EXERCISE DETAILS:
Transcribe, word for word, every line from the one containing "Drop a point on every instance of the blue checked" through the final line of the records, and omit the pictures.

-- BEGIN --

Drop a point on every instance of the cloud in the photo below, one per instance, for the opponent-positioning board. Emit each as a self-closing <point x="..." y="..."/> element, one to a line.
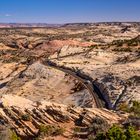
<point x="7" y="15"/>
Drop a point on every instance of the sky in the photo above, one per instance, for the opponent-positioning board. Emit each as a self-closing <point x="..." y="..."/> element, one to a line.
<point x="68" y="11"/>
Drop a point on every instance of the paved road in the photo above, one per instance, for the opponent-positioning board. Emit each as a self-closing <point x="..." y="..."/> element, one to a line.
<point x="88" y="84"/>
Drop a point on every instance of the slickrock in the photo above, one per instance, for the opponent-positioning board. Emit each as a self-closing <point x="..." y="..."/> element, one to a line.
<point x="15" y="109"/>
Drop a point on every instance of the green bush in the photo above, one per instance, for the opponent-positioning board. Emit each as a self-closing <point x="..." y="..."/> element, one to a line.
<point x="118" y="133"/>
<point x="26" y="117"/>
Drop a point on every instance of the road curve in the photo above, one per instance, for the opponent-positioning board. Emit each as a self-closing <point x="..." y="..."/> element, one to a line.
<point x="88" y="84"/>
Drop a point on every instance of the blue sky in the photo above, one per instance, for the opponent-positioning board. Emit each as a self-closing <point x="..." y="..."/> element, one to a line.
<point x="65" y="11"/>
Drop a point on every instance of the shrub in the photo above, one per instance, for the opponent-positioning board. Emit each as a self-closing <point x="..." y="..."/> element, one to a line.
<point x="118" y="133"/>
<point x="26" y="117"/>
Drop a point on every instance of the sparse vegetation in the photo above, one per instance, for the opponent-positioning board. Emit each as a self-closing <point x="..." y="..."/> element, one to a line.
<point x="118" y="133"/>
<point x="26" y="117"/>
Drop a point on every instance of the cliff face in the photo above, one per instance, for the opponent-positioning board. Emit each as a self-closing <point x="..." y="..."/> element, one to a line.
<point x="103" y="58"/>
<point x="25" y="116"/>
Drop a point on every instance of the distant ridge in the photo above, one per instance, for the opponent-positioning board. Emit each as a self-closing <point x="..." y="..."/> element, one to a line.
<point x="35" y="25"/>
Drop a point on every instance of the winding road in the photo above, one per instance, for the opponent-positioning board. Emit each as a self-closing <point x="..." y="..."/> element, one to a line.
<point x="87" y="83"/>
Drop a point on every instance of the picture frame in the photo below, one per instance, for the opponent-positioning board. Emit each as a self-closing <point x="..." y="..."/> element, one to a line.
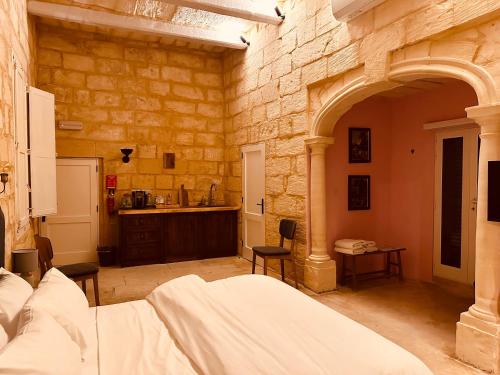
<point x="358" y="192"/>
<point x="360" y="145"/>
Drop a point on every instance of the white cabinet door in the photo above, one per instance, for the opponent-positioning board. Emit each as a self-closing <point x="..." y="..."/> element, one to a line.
<point x="73" y="232"/>
<point x="42" y="153"/>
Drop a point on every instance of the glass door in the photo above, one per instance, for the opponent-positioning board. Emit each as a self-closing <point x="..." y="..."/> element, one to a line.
<point x="455" y="204"/>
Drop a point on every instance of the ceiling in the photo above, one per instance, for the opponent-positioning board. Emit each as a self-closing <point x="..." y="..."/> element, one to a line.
<point x="161" y="12"/>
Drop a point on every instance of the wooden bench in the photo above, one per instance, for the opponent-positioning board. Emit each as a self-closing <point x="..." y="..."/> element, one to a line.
<point x="386" y="272"/>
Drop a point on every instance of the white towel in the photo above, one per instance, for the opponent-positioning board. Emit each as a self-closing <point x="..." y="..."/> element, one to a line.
<point x="350" y="244"/>
<point x="350" y="251"/>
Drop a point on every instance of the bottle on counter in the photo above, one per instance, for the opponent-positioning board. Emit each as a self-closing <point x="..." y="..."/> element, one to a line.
<point x="183" y="197"/>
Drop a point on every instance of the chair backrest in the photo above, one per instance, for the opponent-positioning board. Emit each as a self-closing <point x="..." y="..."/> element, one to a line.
<point x="45" y="254"/>
<point x="287" y="230"/>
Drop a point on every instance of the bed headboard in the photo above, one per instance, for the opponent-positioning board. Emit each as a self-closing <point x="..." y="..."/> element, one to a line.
<point x="2" y="239"/>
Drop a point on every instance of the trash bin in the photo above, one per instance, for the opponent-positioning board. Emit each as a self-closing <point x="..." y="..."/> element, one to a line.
<point x="106" y="256"/>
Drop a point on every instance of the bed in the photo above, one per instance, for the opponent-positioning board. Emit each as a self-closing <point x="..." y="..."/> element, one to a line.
<point x="249" y="324"/>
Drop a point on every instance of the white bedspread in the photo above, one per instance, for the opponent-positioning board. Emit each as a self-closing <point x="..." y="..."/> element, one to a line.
<point x="134" y="341"/>
<point x="258" y="325"/>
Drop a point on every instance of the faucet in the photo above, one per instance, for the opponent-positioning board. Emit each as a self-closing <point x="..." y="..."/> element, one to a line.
<point x="211" y="198"/>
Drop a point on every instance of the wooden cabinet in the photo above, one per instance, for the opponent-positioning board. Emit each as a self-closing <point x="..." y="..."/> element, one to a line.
<point x="141" y="239"/>
<point x="173" y="237"/>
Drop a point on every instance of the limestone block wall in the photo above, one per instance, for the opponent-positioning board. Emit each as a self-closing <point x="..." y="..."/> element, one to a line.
<point x="16" y="36"/>
<point x="275" y="89"/>
<point x="151" y="98"/>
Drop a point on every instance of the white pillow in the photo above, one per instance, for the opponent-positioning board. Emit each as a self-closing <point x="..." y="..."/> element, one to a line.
<point x="64" y="300"/>
<point x="4" y="338"/>
<point x="14" y="291"/>
<point x="42" y="347"/>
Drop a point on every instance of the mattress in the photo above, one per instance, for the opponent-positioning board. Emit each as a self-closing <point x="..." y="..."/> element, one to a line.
<point x="133" y="340"/>
<point x="230" y="326"/>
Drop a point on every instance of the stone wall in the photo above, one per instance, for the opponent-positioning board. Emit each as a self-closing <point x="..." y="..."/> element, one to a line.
<point x="275" y="89"/>
<point x="17" y="33"/>
<point x="145" y="96"/>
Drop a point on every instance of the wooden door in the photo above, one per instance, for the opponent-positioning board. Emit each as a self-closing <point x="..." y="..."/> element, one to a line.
<point x="455" y="204"/>
<point x="73" y="231"/>
<point x="253" y="206"/>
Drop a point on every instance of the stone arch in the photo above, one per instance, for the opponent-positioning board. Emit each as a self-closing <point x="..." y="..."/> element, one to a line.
<point x="353" y="91"/>
<point x="475" y="343"/>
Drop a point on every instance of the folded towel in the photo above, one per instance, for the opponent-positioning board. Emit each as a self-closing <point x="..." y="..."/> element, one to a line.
<point x="350" y="244"/>
<point x="349" y="251"/>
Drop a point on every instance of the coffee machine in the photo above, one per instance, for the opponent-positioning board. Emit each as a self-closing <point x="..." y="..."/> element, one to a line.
<point x="138" y="199"/>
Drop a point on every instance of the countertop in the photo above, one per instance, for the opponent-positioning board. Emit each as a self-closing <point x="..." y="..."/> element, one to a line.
<point x="178" y="210"/>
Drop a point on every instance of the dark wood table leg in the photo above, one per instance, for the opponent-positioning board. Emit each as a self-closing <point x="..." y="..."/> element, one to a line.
<point x="354" y="271"/>
<point x="400" y="266"/>
<point x="388" y="264"/>
<point x="342" y="274"/>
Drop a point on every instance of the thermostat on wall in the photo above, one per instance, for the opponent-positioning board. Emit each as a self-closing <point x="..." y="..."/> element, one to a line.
<point x="70" y="125"/>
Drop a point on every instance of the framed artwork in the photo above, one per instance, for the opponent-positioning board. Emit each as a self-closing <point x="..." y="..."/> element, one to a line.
<point x="360" y="145"/>
<point x="358" y="192"/>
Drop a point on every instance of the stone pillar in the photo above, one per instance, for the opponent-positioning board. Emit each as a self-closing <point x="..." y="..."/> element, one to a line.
<point x="320" y="274"/>
<point x="478" y="332"/>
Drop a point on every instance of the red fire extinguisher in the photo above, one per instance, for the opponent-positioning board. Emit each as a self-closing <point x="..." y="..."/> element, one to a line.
<point x="111" y="186"/>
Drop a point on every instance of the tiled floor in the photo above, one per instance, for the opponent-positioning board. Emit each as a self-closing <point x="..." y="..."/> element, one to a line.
<point x="419" y="317"/>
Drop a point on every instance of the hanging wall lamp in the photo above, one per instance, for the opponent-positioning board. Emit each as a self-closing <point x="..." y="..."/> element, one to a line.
<point x="126" y="152"/>
<point x="4" y="178"/>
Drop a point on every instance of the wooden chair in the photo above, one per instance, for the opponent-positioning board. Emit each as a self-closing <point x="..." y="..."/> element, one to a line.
<point x="77" y="272"/>
<point x="287" y="230"/>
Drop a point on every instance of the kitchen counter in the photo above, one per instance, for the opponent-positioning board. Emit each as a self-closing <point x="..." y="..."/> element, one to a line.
<point x="160" y="235"/>
<point x="178" y="210"/>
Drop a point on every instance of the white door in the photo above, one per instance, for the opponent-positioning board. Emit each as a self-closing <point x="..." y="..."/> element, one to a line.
<point x="73" y="231"/>
<point x="254" y="165"/>
<point x="455" y="204"/>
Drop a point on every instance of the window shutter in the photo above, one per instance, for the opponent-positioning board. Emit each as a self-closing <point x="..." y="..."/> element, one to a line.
<point x="42" y="153"/>
<point x="21" y="134"/>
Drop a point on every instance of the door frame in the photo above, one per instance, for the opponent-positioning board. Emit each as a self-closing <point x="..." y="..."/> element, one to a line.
<point x="42" y="227"/>
<point x="466" y="273"/>
<point x="247" y="252"/>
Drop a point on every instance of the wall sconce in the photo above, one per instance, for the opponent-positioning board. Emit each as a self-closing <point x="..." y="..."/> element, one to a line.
<point x="4" y="178"/>
<point x="126" y="152"/>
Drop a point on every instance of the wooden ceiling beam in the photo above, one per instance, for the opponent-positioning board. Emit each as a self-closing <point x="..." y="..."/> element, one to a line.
<point x="134" y="23"/>
<point x="253" y="11"/>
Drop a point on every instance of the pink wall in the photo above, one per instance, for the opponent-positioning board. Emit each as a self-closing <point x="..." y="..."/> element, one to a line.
<point x="402" y="182"/>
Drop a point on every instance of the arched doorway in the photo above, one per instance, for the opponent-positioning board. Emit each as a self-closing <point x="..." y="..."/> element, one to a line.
<point x="477" y="337"/>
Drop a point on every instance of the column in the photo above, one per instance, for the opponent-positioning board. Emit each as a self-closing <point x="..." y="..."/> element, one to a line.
<point x="478" y="332"/>
<point x="320" y="274"/>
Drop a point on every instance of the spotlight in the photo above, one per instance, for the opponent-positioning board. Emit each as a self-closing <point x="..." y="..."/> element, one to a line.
<point x="278" y="12"/>
<point x="243" y="39"/>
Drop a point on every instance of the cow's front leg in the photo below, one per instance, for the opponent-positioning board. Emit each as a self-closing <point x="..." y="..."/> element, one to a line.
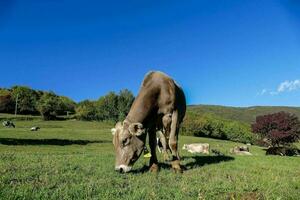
<point x="164" y="143"/>
<point x="152" y="144"/>
<point x="173" y="143"/>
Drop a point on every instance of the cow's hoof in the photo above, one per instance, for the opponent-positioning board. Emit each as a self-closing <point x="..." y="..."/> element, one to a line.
<point x="166" y="157"/>
<point x="176" y="166"/>
<point x="154" y="168"/>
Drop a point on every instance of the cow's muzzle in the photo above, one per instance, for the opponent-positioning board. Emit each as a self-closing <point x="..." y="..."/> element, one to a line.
<point x="123" y="168"/>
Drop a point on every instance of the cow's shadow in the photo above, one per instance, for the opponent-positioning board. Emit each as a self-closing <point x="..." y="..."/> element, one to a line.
<point x="190" y="162"/>
<point x="59" y="142"/>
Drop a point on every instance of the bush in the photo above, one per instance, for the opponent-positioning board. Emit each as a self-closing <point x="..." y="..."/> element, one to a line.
<point x="6" y="101"/>
<point x="49" y="105"/>
<point x="86" y="110"/>
<point x="279" y="128"/>
<point x="111" y="107"/>
<point x="211" y="126"/>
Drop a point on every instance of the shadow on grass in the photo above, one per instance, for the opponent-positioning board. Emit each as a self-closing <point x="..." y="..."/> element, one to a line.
<point x="59" y="142"/>
<point x="192" y="162"/>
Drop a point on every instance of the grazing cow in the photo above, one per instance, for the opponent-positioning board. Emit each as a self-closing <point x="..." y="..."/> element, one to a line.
<point x="8" y="124"/>
<point x="241" y="150"/>
<point x="160" y="105"/>
<point x="35" y="128"/>
<point x="197" y="148"/>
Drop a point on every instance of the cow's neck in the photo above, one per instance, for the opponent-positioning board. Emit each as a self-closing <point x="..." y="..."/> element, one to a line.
<point x="141" y="109"/>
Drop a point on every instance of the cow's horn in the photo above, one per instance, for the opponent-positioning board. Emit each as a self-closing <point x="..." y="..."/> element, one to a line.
<point x="136" y="129"/>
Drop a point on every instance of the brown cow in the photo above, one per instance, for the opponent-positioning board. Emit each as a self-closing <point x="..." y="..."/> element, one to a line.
<point x="160" y="105"/>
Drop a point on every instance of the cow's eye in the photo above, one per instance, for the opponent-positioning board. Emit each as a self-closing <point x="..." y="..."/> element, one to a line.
<point x="126" y="141"/>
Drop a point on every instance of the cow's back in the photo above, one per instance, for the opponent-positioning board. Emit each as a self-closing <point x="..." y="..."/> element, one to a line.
<point x="159" y="94"/>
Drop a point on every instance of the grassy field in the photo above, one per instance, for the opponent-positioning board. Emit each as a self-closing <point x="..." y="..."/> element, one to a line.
<point x="75" y="160"/>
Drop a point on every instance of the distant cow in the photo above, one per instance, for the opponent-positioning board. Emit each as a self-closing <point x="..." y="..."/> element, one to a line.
<point x="197" y="148"/>
<point x="8" y="124"/>
<point x="241" y="150"/>
<point x="35" y="128"/>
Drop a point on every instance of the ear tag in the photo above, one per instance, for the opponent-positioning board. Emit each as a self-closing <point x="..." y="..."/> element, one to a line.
<point x="147" y="154"/>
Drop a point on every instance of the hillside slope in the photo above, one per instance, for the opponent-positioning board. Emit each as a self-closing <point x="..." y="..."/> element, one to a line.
<point x="243" y="114"/>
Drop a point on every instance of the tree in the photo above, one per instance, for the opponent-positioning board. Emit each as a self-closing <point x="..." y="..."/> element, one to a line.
<point x="107" y="107"/>
<point x="49" y="105"/>
<point x="66" y="105"/>
<point x="27" y="99"/>
<point x="6" y="101"/>
<point x="86" y="110"/>
<point x="280" y="128"/>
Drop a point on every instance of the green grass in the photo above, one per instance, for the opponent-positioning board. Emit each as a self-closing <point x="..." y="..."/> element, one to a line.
<point x="75" y="160"/>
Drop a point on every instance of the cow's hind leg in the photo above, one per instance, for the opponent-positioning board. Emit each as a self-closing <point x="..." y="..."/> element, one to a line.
<point x="152" y="144"/>
<point x="173" y="142"/>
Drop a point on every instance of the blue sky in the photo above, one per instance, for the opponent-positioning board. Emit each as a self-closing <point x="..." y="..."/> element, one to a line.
<point x="237" y="53"/>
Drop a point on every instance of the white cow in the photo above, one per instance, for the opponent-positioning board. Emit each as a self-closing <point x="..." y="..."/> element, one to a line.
<point x="241" y="150"/>
<point x="197" y="148"/>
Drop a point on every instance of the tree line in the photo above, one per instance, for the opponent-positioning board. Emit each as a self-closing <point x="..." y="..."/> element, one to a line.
<point x="27" y="101"/>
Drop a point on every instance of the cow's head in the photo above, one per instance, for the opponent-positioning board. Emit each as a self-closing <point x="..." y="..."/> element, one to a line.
<point x="129" y="141"/>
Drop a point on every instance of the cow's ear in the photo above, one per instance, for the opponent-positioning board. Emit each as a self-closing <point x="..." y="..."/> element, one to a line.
<point x="113" y="131"/>
<point x="136" y="129"/>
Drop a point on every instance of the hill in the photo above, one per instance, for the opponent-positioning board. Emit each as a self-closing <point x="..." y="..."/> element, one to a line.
<point x="75" y="160"/>
<point x="242" y="114"/>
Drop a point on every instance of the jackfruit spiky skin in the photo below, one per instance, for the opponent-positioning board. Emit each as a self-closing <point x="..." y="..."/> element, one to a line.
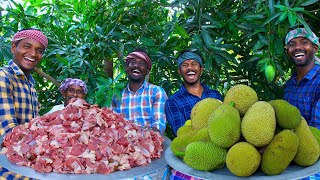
<point x="243" y="159"/>
<point x="201" y="135"/>
<point x="280" y="152"/>
<point x="201" y="112"/>
<point x="288" y="116"/>
<point x="205" y="156"/>
<point x="259" y="124"/>
<point x="316" y="133"/>
<point x="308" y="151"/>
<point x="184" y="130"/>
<point x="243" y="96"/>
<point x="224" y="126"/>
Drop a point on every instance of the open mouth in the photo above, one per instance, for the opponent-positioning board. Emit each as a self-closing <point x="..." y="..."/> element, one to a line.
<point x="136" y="72"/>
<point x="29" y="59"/>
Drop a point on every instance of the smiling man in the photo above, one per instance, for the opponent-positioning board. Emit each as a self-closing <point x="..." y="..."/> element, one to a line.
<point x="179" y="105"/>
<point x="19" y="101"/>
<point x="142" y="102"/>
<point x="303" y="88"/>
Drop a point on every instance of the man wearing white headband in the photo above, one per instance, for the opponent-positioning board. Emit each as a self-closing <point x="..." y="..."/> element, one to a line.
<point x="19" y="100"/>
<point x="70" y="88"/>
<point x="302" y="89"/>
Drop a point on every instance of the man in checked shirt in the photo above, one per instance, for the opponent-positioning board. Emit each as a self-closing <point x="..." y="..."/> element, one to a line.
<point x="303" y="88"/>
<point x="18" y="100"/>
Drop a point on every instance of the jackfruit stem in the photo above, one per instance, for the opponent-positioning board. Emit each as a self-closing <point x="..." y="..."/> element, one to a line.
<point x="232" y="104"/>
<point x="179" y="154"/>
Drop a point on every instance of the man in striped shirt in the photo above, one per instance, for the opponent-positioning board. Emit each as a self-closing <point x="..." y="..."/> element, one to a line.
<point x="18" y="100"/>
<point x="303" y="88"/>
<point x="142" y="102"/>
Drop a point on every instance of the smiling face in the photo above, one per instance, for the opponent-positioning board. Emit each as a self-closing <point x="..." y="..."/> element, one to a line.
<point x="190" y="70"/>
<point x="27" y="53"/>
<point x="137" y="69"/>
<point x="73" y="91"/>
<point x="301" y="51"/>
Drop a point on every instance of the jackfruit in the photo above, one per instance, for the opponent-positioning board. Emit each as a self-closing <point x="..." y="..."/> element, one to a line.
<point x="201" y="112"/>
<point x="259" y="124"/>
<point x="205" y="156"/>
<point x="280" y="152"/>
<point x="288" y="116"/>
<point x="243" y="96"/>
<point x="184" y="130"/>
<point x="308" y="151"/>
<point x="179" y="144"/>
<point x="316" y="133"/>
<point x="224" y="126"/>
<point x="243" y="159"/>
<point x="201" y="135"/>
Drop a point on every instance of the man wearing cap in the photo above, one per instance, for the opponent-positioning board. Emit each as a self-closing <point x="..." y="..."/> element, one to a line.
<point x="142" y="102"/>
<point x="19" y="101"/>
<point x="303" y="88"/>
<point x="179" y="105"/>
<point x="70" y="88"/>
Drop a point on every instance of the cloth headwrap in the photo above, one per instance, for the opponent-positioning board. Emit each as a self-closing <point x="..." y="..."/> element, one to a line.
<point x="69" y="82"/>
<point x="31" y="34"/>
<point x="140" y="55"/>
<point x="302" y="32"/>
<point x="189" y="56"/>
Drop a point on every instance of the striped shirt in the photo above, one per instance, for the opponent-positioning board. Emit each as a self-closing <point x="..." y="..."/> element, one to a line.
<point x="18" y="100"/>
<point x="145" y="107"/>
<point x="180" y="104"/>
<point x="305" y="95"/>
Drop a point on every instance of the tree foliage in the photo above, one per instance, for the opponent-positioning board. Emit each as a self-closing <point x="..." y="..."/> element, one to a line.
<point x="88" y="39"/>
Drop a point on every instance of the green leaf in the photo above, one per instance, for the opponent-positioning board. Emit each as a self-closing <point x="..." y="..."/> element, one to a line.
<point x="207" y="38"/>
<point x="181" y="31"/>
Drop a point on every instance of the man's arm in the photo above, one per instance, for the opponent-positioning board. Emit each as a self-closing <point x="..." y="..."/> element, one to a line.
<point x="159" y="120"/>
<point x="7" y="111"/>
<point x="174" y="117"/>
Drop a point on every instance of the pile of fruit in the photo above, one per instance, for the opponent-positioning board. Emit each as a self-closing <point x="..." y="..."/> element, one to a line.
<point x="246" y="135"/>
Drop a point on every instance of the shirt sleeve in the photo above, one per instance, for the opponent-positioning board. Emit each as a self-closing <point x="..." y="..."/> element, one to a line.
<point x="7" y="111"/>
<point x="174" y="116"/>
<point x="315" y="114"/>
<point x="159" y="121"/>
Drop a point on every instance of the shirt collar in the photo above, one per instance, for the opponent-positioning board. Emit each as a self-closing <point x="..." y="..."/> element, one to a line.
<point x="19" y="72"/>
<point x="143" y="85"/>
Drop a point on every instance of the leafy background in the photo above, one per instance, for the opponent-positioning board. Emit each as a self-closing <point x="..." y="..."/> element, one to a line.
<point x="89" y="39"/>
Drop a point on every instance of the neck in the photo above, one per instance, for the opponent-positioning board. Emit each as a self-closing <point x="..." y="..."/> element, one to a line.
<point x="195" y="89"/>
<point x="303" y="70"/>
<point x="135" y="85"/>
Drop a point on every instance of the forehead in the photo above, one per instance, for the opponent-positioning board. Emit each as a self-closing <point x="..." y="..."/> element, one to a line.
<point x="32" y="42"/>
<point x="190" y="61"/>
<point x="75" y="87"/>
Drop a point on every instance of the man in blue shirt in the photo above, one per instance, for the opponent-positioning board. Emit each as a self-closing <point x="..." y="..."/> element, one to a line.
<point x="178" y="107"/>
<point x="303" y="88"/>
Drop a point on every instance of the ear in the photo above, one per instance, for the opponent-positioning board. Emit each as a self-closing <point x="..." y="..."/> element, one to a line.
<point x="13" y="48"/>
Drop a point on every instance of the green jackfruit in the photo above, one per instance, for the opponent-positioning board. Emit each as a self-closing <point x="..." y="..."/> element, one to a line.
<point x="243" y="96"/>
<point x="316" y="133"/>
<point x="184" y="130"/>
<point x="201" y="112"/>
<point x="288" y="116"/>
<point x="259" y="124"/>
<point x="280" y="152"/>
<point x="308" y="152"/>
<point x="243" y="159"/>
<point x="224" y="126"/>
<point x="205" y="156"/>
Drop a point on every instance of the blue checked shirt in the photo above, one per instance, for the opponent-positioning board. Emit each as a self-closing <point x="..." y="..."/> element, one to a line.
<point x="18" y="101"/>
<point x="144" y="107"/>
<point x="305" y="95"/>
<point x="180" y="104"/>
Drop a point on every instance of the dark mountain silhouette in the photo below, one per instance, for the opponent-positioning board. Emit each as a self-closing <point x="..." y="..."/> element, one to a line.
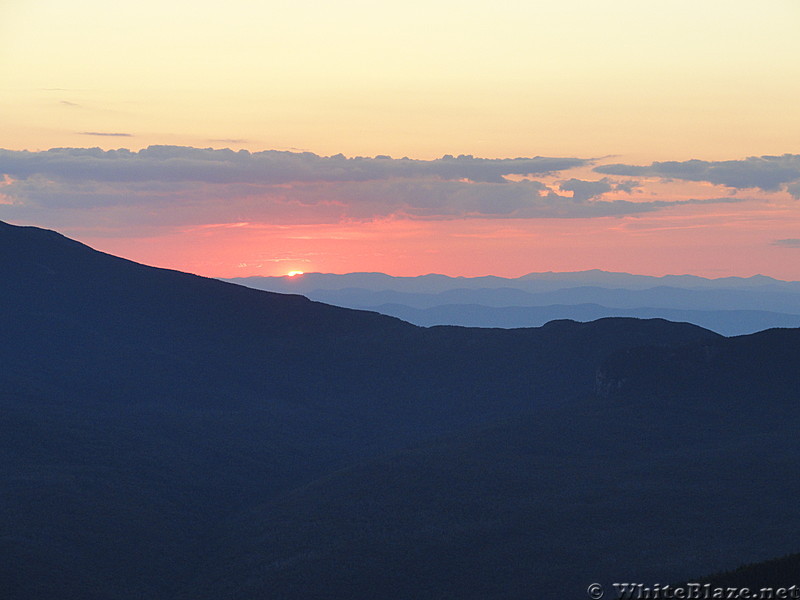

-- END --

WRITTEN SOLUTION:
Drop a point on every instance of the blue checked shirt in the photo above, one per instance, for the opponent-positioning board. Emit each as a self-closing <point x="..." y="..."/> element, one to a line.
<point x="18" y="101"/>
<point x="144" y="107"/>
<point x="305" y="95"/>
<point x="180" y="104"/>
Drop a point on every instance of the dark mountain silhouette in the photo below, one per instance, for the opponent-positioning board. Emit each as a self-closing <point x="..." y="..."/> element, one to a line.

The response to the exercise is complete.